• [Given exercise] Reproduce the listing below exactly, minus its pictures.

(Collected data entries)
begin
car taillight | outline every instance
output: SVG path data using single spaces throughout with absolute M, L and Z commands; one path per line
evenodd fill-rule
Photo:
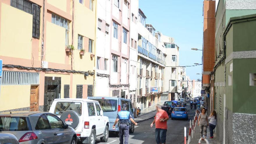
M 120 105 L 118 105 L 118 112 L 121 111 L 121 106 Z
M 37 139 L 37 136 L 33 132 L 27 132 L 20 138 L 19 142 L 28 141 L 31 140 L 35 140 Z
M 89 122 L 84 122 L 84 128 L 85 129 L 89 128 Z

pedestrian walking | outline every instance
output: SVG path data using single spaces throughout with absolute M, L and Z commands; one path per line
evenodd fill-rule
M 202 140 L 206 137 L 207 135 L 207 126 L 209 125 L 208 122 L 208 117 L 206 113 L 205 109 L 202 109 L 201 113 L 199 114 L 198 118 L 198 125 L 199 126 L 200 131 L 200 135 Z M 203 137 L 203 134 L 205 135 L 205 137 Z
M 154 120 L 151 123 L 150 126 L 152 127 L 153 125 L 156 125 L 156 141 L 157 144 L 165 144 L 166 141 L 166 133 L 167 131 L 167 121 L 169 119 L 169 117 L 165 111 L 161 109 L 160 104 L 156 106 L 157 113 L 155 116 Z
M 126 105 L 125 104 L 122 105 L 122 110 L 118 112 L 116 116 L 116 119 L 115 123 L 113 125 L 113 128 L 115 128 L 115 125 L 120 122 L 119 125 L 119 139 L 120 144 L 124 143 L 124 136 L 125 136 L 125 144 L 128 144 L 129 139 L 129 120 L 135 125 L 137 124 L 132 119 L 131 114 L 130 112 L 126 111 Z
M 217 114 L 215 111 L 213 111 L 211 113 L 208 117 L 210 120 L 209 122 L 209 128 L 210 129 L 210 138 L 213 138 L 213 130 L 216 127 L 217 120 Z

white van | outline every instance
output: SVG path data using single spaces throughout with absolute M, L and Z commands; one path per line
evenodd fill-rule
M 74 129 L 78 141 L 94 144 L 96 139 L 109 138 L 109 118 L 97 101 L 83 99 L 55 99 L 49 112 L 57 115 Z

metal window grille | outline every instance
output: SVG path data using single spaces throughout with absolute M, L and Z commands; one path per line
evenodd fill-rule
M 39 73 L 3 71 L 1 84 L 26 85 L 39 84 Z
M 100 19 L 98 19 L 98 28 L 99 30 L 101 30 L 102 21 Z
M 11 6 L 33 15 L 32 36 L 39 38 L 40 36 L 40 7 L 26 0 L 11 0 Z
M 106 24 L 105 26 L 105 29 L 106 29 L 106 33 L 107 34 L 108 34 L 109 32 L 109 25 L 108 24 Z

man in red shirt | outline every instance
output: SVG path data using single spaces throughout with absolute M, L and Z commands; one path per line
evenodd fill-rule
M 169 117 L 166 111 L 162 109 L 160 104 L 157 105 L 156 109 L 157 110 L 157 114 L 150 126 L 152 127 L 153 124 L 155 123 L 157 143 L 158 144 L 165 144 L 167 131 L 167 120 L 169 119 Z

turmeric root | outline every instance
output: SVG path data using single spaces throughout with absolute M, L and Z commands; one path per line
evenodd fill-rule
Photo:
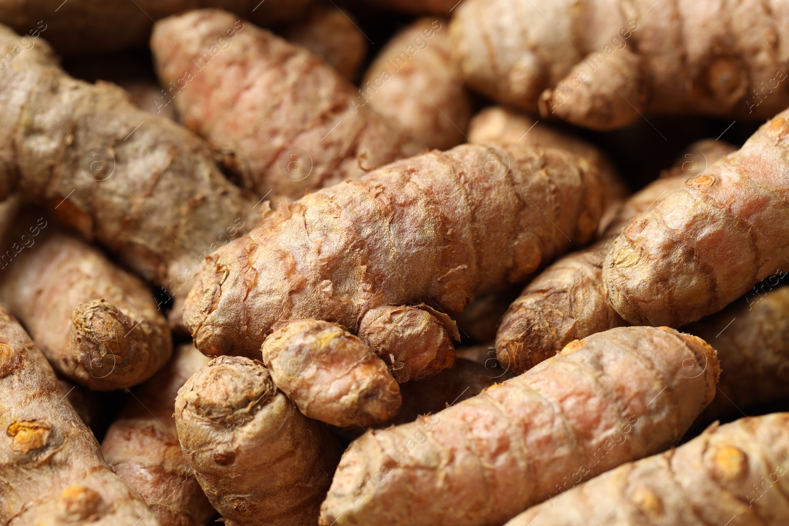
end
• [Exercise output]
car taillight | outline every instance
output: SVG path data using single spaces throughout with absolute M, L and Z commands; one path per line
evenodd fill-rule
Photo:
M 120 105 L 118 105 L 118 112 L 121 111 L 121 106 Z
M 37 139 L 37 136 L 33 132 L 27 132 L 20 138 L 19 142 L 28 141 L 31 140 L 35 140 Z
M 89 122 L 84 122 L 84 128 L 85 129 L 89 128 Z

pedestrian walking | outline every instance
output: SVG path data using single spaces throughout with absolute M, L and Z commands; one path per line
evenodd fill-rule
M 202 140 L 206 137 L 207 135 L 207 126 L 209 125 L 208 122 L 208 117 L 206 113 L 205 109 L 202 109 L 201 113 L 199 114 L 198 118 L 198 125 L 199 126 L 200 131 L 200 135 Z M 203 137 L 203 134 L 205 135 L 205 137 Z
M 154 120 L 151 123 L 150 126 L 152 127 L 153 125 L 156 125 L 156 141 L 157 144 L 165 144 L 166 141 L 166 133 L 167 131 L 167 121 L 169 119 L 169 117 L 165 111 L 161 109 L 160 104 L 156 106 L 157 113 L 155 116 Z
M 126 105 L 125 104 L 122 105 L 122 110 L 118 112 L 116 116 L 116 119 L 115 123 L 113 125 L 113 128 L 115 128 L 115 125 L 120 122 L 119 125 L 119 139 L 120 144 L 124 143 L 124 136 L 125 136 L 125 144 L 128 144 L 129 139 L 129 120 L 135 125 L 137 124 L 132 119 L 131 114 L 130 112 L 126 111 Z
M 217 114 L 215 111 L 213 111 L 211 113 L 208 117 L 210 120 L 209 122 L 209 128 L 210 129 L 210 138 L 213 138 L 213 130 L 216 127 L 217 120 Z

white van | outline every instance
output: SVG path data using single spaces throughout with absolute M, L and Z commands; one path per line
evenodd fill-rule
M 74 129 L 78 141 L 94 144 L 96 139 L 109 138 L 109 118 L 97 101 L 83 99 L 55 99 L 49 112 L 57 115 Z

metal window grille | outline every instance
output: SVG path data using single spaces throughout with absolute M, L and Z commands; one path per line
evenodd fill-rule
M 39 73 L 3 71 L 1 84 L 26 85 L 39 84 Z
M 100 19 L 98 19 L 98 28 L 99 30 L 101 30 L 102 21 Z
M 11 6 L 33 15 L 32 36 L 39 38 L 40 36 L 40 7 L 26 0 L 11 0 Z
M 106 24 L 105 26 L 105 29 L 106 29 L 106 33 L 107 34 L 108 34 L 109 32 L 109 25 L 108 24 Z

man in red shirt | outline every instance
output: SVG path data using single spaces throughout with absolute M, L and Z commands; one path per line
evenodd fill-rule
M 169 117 L 166 111 L 162 109 L 160 104 L 157 105 L 156 109 L 157 110 L 157 114 L 150 126 L 152 127 L 153 124 L 155 123 L 157 143 L 158 144 L 165 144 L 167 131 L 167 120 L 169 119 Z

turmeric root | outline every instance
output: SVG path data using single spaces throughout with absolute M, L and Z commands; one path per line
evenodd fill-rule
Photo:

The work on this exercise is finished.